(Position identification data)
------------------------------------------------------------
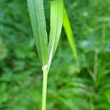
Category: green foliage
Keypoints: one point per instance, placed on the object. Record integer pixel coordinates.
(69, 86)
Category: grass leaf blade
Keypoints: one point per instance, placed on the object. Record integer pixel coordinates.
(68, 30)
(36, 11)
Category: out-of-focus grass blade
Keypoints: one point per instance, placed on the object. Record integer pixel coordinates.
(36, 11)
(56, 21)
(68, 30)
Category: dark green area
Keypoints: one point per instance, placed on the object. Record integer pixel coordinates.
(71, 86)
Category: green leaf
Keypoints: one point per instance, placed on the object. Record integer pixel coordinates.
(36, 11)
(68, 30)
(56, 21)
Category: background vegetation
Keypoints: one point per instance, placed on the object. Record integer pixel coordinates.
(72, 86)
------------------------------------------------------------
▶ [Exercise requirements]: Please write out all of the data above line for line, with no changes, and leave the pictures out.

▶ [Output below]:
Category: green foliage
Keypoints: one point per instance, placed on the object. Record integer pixel coordinates.
(69, 86)
Category: grass leaf blade
Keypoints: one point per instance, placed on the object. Record integer pixel coordinates.
(68, 30)
(36, 11)
Category: out-of-focus grass blade
Keypoints: one point per instance, placed on the object. Record integer pixel coordinates.
(36, 11)
(56, 21)
(68, 30)
Category: dark green area
Keypoints: one point per instance, placed on the object. Record integer pixel coordinates.
(71, 86)
Category: green leaf
Keypoints: one point per instance, placed on the object. Record integer pixel coordinates.
(36, 11)
(68, 30)
(56, 21)
Category: background vegetation
Keypoints: one point per instance, placed on the object. Record integer pixel coordinates.
(72, 86)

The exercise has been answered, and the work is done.